───── Provided passage

- Username
- Cakez
- Date posted
- 3y ago
I know it’s so confusing!!
I’m doing it too. From what I gather you do the exposure and then sit with the anxiety. Reassuring yourself I think is a compulsion so I’m trying to avoid that or saying it is just a thought…rather I just do something else and if the anxiety is there I do not pay attention or give the thought my attention but if the word or sentence I am using in erp starts repeating in my head or coming back that’s fine! As long as I’m not starting to try to figure it out or do compulsions…I try not to get upset about the word or feel failed rather just let it pass without spiraling into it: it’s very subtle work and hard!! But the key for me is to recognize the ocd feelings of anxiety and not start ruminating or doing compulsions. I will say the anxiety is very uncomfortable and for can feel unbearable until it passes. But the answer is in sitting through that discomfort! Hope that helps 🌷
So from what I understand is that you don’t try to force yourself to have the thought. Rather you do something that would trigger that intrusive thought. And then instead of doing a mental compulsion you just tell yourself something along the lines of, “hm yeah I feel uncomfortable right now, but I can handle this”. But the trick is that you can’t repeat that to yourself over and over, because then it comes with a compulsion. So then you literally just have to sit there with the discomfort and not do any compulsions. So no avoiding the feelings/thoughts, no tensing up or fidgeting, and if you catch yourself ruminating you have to stop yourself and be like yeah no I’m not going to go down that road. This helps to 1-lower the anxiety and 2-lessen the frequency and intensity of the intrusive thoughts
Exactly! I. Think going solo with the discomfort with nothing to fall back on but time passing is how I’m doing or trying . It can be quite uncomfortable 🙏🏻
@Anonymous I did that the other night. I couldn’t sleep and it was hard but I’m feeling okay now. I just don’t get it sometimes
We learn
Thank you!! This had been very informative. It had been very difficult for me to process how to practice ERP correctly. I am newly diagnosed and this is a little confusing since I’ve always been taught to push bad thoughts away or try to replace them with good thoughts. It’s hard to practice allowing thoughts to sit there and to be honest I don’t think I have really ever done it. I also don’t have specific triggers or at least have not identified them yet. My anxiet along with my thoughts can be really random and I’m sure my therapist had a hard time helping me for that reason. There are days I feel a good and other days which I feel horrible. Anyways thank you everyone for respond. I will continue to practice.

──────────
───── Material provided

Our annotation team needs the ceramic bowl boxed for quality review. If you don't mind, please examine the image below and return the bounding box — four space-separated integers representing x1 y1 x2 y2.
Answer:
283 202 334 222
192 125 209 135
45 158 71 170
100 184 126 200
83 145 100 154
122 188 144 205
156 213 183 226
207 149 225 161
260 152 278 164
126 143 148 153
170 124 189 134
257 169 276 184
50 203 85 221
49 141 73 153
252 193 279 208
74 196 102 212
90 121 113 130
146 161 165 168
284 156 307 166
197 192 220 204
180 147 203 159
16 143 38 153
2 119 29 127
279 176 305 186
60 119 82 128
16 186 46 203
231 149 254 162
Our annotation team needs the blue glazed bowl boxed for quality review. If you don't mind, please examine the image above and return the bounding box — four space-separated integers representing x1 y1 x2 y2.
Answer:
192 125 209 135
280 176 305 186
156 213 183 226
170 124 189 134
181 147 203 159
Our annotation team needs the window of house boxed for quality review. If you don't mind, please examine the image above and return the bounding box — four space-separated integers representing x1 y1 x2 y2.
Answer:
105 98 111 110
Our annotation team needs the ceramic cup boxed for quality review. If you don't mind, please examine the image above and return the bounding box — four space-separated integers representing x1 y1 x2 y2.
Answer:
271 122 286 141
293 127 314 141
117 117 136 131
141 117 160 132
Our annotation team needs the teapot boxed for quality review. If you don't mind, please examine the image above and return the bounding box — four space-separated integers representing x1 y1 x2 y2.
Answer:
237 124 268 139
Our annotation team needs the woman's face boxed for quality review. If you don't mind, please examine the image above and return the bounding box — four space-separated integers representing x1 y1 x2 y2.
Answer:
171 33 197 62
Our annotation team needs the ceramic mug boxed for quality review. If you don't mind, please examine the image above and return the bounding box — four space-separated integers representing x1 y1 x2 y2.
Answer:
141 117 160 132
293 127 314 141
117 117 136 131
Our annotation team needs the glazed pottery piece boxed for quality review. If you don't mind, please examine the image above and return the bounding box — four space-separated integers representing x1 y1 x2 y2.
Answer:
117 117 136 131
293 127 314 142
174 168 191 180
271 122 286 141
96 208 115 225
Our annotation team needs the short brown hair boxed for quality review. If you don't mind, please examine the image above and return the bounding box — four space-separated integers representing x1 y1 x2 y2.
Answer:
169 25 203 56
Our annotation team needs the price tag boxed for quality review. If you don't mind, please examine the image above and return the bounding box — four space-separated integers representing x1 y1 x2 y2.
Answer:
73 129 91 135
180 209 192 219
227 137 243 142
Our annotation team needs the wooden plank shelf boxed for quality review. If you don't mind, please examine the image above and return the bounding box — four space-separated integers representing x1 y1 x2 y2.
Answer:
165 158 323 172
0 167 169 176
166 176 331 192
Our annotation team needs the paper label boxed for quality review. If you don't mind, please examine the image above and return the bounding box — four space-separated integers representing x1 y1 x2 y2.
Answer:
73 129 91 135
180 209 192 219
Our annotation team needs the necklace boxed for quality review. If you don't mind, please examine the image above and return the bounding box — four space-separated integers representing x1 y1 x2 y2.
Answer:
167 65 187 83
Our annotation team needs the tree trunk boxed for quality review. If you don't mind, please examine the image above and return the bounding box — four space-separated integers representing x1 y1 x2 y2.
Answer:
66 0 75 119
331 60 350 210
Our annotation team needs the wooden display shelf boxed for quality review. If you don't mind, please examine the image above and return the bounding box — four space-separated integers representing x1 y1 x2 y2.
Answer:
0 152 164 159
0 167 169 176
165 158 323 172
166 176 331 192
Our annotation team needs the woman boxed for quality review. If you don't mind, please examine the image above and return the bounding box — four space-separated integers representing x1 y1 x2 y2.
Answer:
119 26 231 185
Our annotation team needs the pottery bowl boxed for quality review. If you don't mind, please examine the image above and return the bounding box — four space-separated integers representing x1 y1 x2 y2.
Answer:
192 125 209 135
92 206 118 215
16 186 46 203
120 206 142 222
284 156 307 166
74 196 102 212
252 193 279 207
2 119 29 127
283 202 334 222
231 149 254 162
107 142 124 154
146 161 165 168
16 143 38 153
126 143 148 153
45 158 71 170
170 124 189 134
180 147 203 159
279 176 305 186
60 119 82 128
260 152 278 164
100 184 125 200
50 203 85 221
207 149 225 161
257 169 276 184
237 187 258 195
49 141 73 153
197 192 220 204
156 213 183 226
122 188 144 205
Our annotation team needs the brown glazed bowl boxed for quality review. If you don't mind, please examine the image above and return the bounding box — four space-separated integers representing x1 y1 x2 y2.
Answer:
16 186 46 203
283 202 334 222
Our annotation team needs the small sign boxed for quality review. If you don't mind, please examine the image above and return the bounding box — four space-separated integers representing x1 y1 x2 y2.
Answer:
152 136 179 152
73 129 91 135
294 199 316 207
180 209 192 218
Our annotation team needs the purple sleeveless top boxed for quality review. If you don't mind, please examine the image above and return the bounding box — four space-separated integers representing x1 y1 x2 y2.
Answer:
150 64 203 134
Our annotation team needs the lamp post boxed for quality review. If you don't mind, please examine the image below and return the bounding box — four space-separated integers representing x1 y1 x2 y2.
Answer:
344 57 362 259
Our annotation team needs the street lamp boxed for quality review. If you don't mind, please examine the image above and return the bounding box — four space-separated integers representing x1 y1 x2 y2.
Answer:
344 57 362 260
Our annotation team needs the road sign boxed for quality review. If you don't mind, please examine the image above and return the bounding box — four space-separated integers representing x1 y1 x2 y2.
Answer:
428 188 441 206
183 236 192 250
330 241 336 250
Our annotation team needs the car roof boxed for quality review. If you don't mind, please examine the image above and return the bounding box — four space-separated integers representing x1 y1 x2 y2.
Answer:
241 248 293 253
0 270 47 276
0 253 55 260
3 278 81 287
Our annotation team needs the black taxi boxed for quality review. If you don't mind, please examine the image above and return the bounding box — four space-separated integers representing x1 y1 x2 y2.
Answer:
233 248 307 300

──────────

Carry on the forum thread about practicing ERP for OCD from its last post onward. The entries come from a separate source.

Expected answer:
Thank for help
If I'm understanding ERP correctly, it's not doing ANYTHING that would help soothe you, right? In my case I'll have a thought > usually I'll have my husband check things for me, if no-one is around to check things for me, I'll say to myself (in my head or out-loud) "I would never do xyz" "I didn't even get up from where I was, if I did I would've remembered walking to and from" (just examples). These are all compulsions, right? So I can't even mentally soothe myself. If I'm going to do ERP correctly, how do y'all stop the mental compulsions?
So I’m starting therapy this week but I’ve been trying to use ERP myself, my main compulsion is rumination which I wasn’t even aware was a compulsion. I’m trying to do ERP but when I focus on observing the thought it goes, I dunno if I’m focusing too much on actually how to follow ERP or is this normal? I feel like I might be subconsciously blocking thoughts because I know how bad it is when I go down the rabbit hole, but then I also worry that the anxiety goes too quickly and that I’m finding it too easy to ignore the thought?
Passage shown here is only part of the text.